A modular Stan architecture in which each sub-model (tumor regression, growth fraction, initial state, multistate hazards, measurement error, RWD borrowing) exposes a uniform 7-file interface — flags, data, hyperparameters, transformed data, parameters, transformed parameters, priors. Wired into a targets-based R pipeline with standardized diagnostics reports, prior-sensitivity checks, and reproducible artifact storage.

Impact

Same components now feed multiple concurrent trial analyses with consistent diagnostics and priors; new model variants are composed rather than rewritten.

Leave-future-out cross-validation for hierarchical longitudinal–survival models

Problem

Assessing the predictive accuracy of a patient-level tumor-dynamics and survival model requires scoring forecasts against data the model has not seen, but standard cross-validation (leave-one-out over visits or patients) conflates two kinds of held-out information — future observations from seen patients and unseen patients at seen times — and can make a model look better than it actually is at the forward-in-time forecasting task that matters for Phase 3 decision support. Leave-future-out cross-validation is well-established for time-series models (Bürkner, Gabry, Vehtari 2020) but is not routine for hierarchical longitudinal-plus-survival models, where validation typically leans on leave-one-subject-out or survival-specific summaries (time-dependent ROC, Brier scores).

Method

Adapted LFO-CV to a hierarchical state-space digital-twin model of tumor dynamics and survival: refit at successive truncation times and score out-of-sample predictive density on every held-out quantity with a log-likelihood contribution — longitudinal tumor-size visits and survival/multistate events — then summarize forecast performance as a function of prediction horizon. Primary workflow uses full-refit LFO-CV; PSIS-based approximate LFO is also supported for faster iteration. Built as a separate Stan variant sharing the base model’s modular structure so validation tracks the production model exactly.

Impact

Horizon-stratified predictive-accuracy curves across both biomarker and survival outcomes — a more honest answer to “how well does the digital twin forecast?” than aggregate LOO — making forecast calibration directly auditable for Phase 3 decision reviews.

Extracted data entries
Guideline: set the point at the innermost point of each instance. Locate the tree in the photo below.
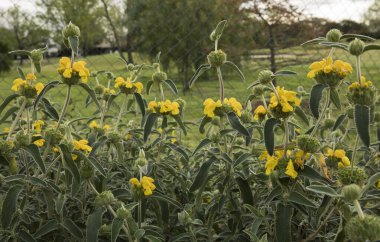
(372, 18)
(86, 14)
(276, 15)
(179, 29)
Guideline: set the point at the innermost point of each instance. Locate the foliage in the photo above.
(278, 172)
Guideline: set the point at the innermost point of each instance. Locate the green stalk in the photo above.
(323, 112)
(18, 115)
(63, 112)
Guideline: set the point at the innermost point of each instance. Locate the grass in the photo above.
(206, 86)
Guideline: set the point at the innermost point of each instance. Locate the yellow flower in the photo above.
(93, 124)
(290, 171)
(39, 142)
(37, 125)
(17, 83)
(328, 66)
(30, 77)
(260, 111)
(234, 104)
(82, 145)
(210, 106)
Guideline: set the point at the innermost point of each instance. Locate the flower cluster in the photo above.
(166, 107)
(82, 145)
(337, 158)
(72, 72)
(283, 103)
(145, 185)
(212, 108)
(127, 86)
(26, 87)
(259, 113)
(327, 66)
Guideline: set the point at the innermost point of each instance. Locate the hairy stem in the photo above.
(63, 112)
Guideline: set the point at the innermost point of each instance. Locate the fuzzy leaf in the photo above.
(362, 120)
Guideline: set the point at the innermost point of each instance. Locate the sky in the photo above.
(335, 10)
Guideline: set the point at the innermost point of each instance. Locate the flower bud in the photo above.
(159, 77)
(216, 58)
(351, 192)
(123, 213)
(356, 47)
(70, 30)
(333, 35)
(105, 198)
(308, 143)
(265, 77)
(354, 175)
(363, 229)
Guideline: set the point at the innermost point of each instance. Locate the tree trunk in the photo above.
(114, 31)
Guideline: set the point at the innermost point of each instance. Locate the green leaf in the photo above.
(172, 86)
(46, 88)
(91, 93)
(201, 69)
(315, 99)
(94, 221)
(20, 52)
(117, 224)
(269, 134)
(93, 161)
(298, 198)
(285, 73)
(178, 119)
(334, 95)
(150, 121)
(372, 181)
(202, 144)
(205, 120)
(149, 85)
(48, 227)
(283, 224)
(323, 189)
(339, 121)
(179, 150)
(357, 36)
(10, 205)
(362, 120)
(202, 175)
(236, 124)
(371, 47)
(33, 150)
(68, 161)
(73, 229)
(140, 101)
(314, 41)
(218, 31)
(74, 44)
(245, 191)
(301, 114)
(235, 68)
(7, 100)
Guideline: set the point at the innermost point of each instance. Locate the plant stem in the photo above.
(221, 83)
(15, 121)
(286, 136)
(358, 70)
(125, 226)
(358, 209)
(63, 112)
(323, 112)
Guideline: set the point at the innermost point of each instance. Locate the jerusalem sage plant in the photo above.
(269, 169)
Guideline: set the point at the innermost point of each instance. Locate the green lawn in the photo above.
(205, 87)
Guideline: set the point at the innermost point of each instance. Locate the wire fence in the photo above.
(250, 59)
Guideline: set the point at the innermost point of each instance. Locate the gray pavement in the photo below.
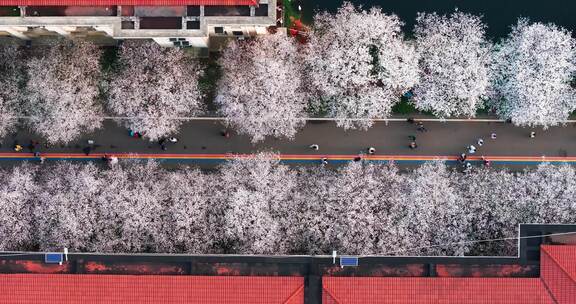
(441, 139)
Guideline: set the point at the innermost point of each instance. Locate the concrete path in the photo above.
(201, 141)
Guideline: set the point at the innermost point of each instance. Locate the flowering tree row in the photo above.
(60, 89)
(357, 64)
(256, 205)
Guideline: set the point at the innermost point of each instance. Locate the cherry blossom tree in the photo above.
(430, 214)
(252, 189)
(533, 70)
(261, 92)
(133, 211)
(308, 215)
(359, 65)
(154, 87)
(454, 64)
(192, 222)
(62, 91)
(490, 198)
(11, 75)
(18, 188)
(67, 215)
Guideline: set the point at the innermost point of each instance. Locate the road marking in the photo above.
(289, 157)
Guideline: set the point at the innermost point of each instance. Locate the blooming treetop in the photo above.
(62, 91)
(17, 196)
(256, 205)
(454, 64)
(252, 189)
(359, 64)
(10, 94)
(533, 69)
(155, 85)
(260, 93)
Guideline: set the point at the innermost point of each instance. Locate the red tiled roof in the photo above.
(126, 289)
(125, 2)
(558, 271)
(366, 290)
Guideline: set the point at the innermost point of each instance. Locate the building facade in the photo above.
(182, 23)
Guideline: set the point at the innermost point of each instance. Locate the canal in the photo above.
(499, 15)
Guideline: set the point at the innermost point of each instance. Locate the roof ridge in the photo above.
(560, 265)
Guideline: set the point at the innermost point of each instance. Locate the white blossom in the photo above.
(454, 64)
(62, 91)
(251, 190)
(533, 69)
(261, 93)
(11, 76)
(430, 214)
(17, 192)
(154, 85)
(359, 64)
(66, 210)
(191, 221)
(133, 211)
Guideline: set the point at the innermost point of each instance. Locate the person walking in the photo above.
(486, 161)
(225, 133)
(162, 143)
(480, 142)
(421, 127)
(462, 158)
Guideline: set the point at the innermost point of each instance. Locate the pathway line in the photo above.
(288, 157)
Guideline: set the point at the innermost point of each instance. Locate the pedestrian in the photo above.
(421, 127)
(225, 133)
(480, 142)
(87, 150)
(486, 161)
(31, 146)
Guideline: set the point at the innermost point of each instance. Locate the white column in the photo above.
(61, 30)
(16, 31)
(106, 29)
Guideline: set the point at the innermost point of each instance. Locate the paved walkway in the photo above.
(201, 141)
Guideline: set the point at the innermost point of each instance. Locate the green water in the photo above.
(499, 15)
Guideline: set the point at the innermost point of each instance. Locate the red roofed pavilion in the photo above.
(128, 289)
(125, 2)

> _WORK TASK A_:
Update the write-up on tumor-dynamics modeling, beginning at the words "Adapted LFO-CV to" and stopping after "3 decision reviews.", with "Primary workflow" changed to "Default workflow".
> _WORK TASK B_:
Go on with the write-up on tumor-dynamics modeling from the point where it stops.
This material has no connection to the write-up on tumor-dynamics modeling.

> _RESPONSE A_:
Adapted LFO-CV to a hierarchical state-space digital-twin model of tumor dynamics and survival: refit at successive truncation times and score out-of-sample predictive density on every held-out quantity with a log-likelihood contribution — longitudinal tumor-size visits and survival/multistate events — then summarize forecast performance as a function of prediction horizon. Default workflow uses full-refit LFO-CV; PSIS-based approximate LFO is also supported for faster iteration. Built as a separate Stan variant sharing the base model’s modular structure so validation tracks the production model exactly.

Impact

Horizon-stratified predictive-accuracy curves across both biomarker and survival outcomes — a more honest answer to “how well does the digital twin forecast?” than aggregate LOO — making forecast calibration directly auditable for Phase 3 decision reviews.

> _RESPONSE B_:
Agentic-workflow layer for Bayesian statistical modeling

Problem

Bayesian trial-modeling work has two hard parts that off-the-shelf AI assistants don’t address. First, the mathematical layer: multistate survival with joint longitudinal submodels, non-centered hierarchical parameterizations, competing risks, and interval censoring produce dense derivations where a single person working by hand is both slow and error-prone — small algebra mistakes propagate into Stan code and surface weeks later as pathological sampling. Second, the development-loop layer: MCMC runs take hours to days, diagnostics and reparameterization require domain judgment, and state across the feedback loop is hard to carry. Generic coding assistants miss the statistical context for both.

Method

An agentic-workflow layer on Claude Code, shared across the modeling team via an internal plugin marketplace. Core components: collaborative mathematical derivation — working through the underlying statistical mathematics with Claude as a derivation partner to produce accurate, well-documented, and computationally tractable formulations before they become Stan code; a persistent memory system for carrying model-specific context across sessions; domain-specific sub-agents (Stan diagnostic triage, prior sensitivity review, targets pipeline explorer); MCP-integrated skills for pipeline operations and job management on Domino; and reusable skill and plugin templates that codify team conventions for Bayesian workflow. Version-controlled and iterated like any other team codebase.

Impact

Shifts the mathematical-modeling step from error-prone solo derivation to collaboratively-verified, fully-documented specifications; compresses the hand-off between “MCMC finished” and “I know what to do next,” which is where most of the latency in Bayesian model development actually lives. Adopted across the modeling team for reproducible Stan development, MCMC diagnostics triage, and pipeline operations.